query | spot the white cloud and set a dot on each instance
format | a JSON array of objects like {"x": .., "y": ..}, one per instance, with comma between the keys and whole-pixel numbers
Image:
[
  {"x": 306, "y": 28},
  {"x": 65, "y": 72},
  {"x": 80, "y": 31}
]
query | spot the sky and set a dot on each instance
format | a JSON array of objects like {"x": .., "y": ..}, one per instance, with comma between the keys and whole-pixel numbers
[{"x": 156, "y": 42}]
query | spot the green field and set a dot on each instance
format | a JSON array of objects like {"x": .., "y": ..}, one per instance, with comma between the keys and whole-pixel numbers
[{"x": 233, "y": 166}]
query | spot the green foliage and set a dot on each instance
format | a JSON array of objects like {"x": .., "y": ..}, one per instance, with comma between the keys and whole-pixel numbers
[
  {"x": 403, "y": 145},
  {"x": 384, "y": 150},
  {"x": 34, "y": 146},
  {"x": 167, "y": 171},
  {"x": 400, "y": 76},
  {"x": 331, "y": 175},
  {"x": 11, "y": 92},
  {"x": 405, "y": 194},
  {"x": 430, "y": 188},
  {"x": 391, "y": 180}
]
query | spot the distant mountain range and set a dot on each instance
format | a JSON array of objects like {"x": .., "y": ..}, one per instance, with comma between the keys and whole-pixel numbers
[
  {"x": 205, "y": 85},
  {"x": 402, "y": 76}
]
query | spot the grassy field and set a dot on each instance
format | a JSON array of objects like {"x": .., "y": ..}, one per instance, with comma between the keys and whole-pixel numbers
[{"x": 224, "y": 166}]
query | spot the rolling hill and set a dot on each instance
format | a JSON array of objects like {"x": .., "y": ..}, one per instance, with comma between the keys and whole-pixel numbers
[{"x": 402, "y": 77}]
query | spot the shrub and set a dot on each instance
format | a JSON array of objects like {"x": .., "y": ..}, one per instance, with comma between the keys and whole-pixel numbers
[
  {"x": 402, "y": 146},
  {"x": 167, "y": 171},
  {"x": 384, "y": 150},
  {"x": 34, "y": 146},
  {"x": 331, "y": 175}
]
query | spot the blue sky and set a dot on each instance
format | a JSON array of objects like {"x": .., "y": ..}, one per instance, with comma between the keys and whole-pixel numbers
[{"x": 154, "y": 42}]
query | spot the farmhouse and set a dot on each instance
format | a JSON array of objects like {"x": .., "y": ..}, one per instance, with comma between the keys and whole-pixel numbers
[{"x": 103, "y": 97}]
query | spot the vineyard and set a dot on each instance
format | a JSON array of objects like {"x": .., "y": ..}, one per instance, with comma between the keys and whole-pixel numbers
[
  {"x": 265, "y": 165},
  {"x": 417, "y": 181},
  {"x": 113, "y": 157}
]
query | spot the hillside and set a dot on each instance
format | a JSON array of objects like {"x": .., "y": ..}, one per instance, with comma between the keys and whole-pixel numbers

§ **WORK REQUIRED**
Revise the rows above by changing every "set a dot" to "place a marker" and keeping all other text the same.

§ **SOLUTION**
query | spot the white cloud and place a marker on each instance
format | a JSON array of objects like {"x": .., "y": ..}, one per instance, with comma between the keys and whole-pixel numbers
Image:
[
  {"x": 306, "y": 28},
  {"x": 65, "y": 72},
  {"x": 80, "y": 31}
]
query | spot the sky and place a marker on each instance
format | a JSON array of objects like {"x": .., "y": ..}, one per instance, with comma between the keys and whole-pixel numbers
[{"x": 156, "y": 42}]
query | spot the green field and place a marker on each instance
format | a JSON array of objects like {"x": .., "y": ..}, one per instance, with comma between the keys and whole-pixel numbers
[{"x": 233, "y": 166}]
query | spot the green foliage and place a marker on each instance
format | a JSON array of objects like {"x": .., "y": ..}, one per instance, with comma between the keys and whole-pixel numbers
[
  {"x": 403, "y": 145},
  {"x": 384, "y": 150},
  {"x": 34, "y": 146},
  {"x": 167, "y": 171},
  {"x": 400, "y": 76},
  {"x": 331, "y": 175},
  {"x": 11, "y": 92},
  {"x": 405, "y": 194},
  {"x": 430, "y": 188},
  {"x": 391, "y": 180}
]
query | spot the distant mountain range and place a marker on each instance
format | a JSON array of objects like {"x": .., "y": ..}, one per instance, with comma between the keys and whole-pixel numbers
[
  {"x": 205, "y": 85},
  {"x": 402, "y": 76}
]
query | spot the grassy field and place a marker on each instance
format | a JSON array of objects like {"x": .., "y": ..}, one per instance, with comma between the keys and whole-pixel numbers
[{"x": 224, "y": 166}]
query | spot the rolling hill and place a marker on each instance
format | a JSON array of objects like {"x": .., "y": ..}, one per instance, with comma between the keys and whole-pixel numbers
[{"x": 402, "y": 77}]
query | spot the shrub and place a marker on each instance
format | a JSON array of objects like {"x": .., "y": ..}, one per instance, with comma between the keys and whole-pixel numbers
[
  {"x": 402, "y": 146},
  {"x": 167, "y": 171},
  {"x": 384, "y": 150},
  {"x": 34, "y": 146},
  {"x": 331, "y": 175}
]
query | spot the blue sky and place a marker on each instance
format | a JSON array of objects like {"x": .., "y": ..}, one per instance, with comma between the keys and whole-pixel numbers
[{"x": 154, "y": 42}]
query | spot the farmhouse and place a marker on each instance
format | a JSON array of objects like {"x": .., "y": ..}, one per instance, with comma between the keys and whole-pixel numbers
[{"x": 103, "y": 97}]
query | spot the vineyard and place a marker on each instance
format | a JSON array of objects like {"x": .., "y": ..}, one per instance, with comma between the keys and whole-pixel numbers
[
  {"x": 265, "y": 165},
  {"x": 417, "y": 181},
  {"x": 113, "y": 157}
]
query | spot the hillside and place a marker on each instance
format | a JSON array of objects like {"x": .., "y": ..}, one per instance, with comma between the keys and whole-pixel numbers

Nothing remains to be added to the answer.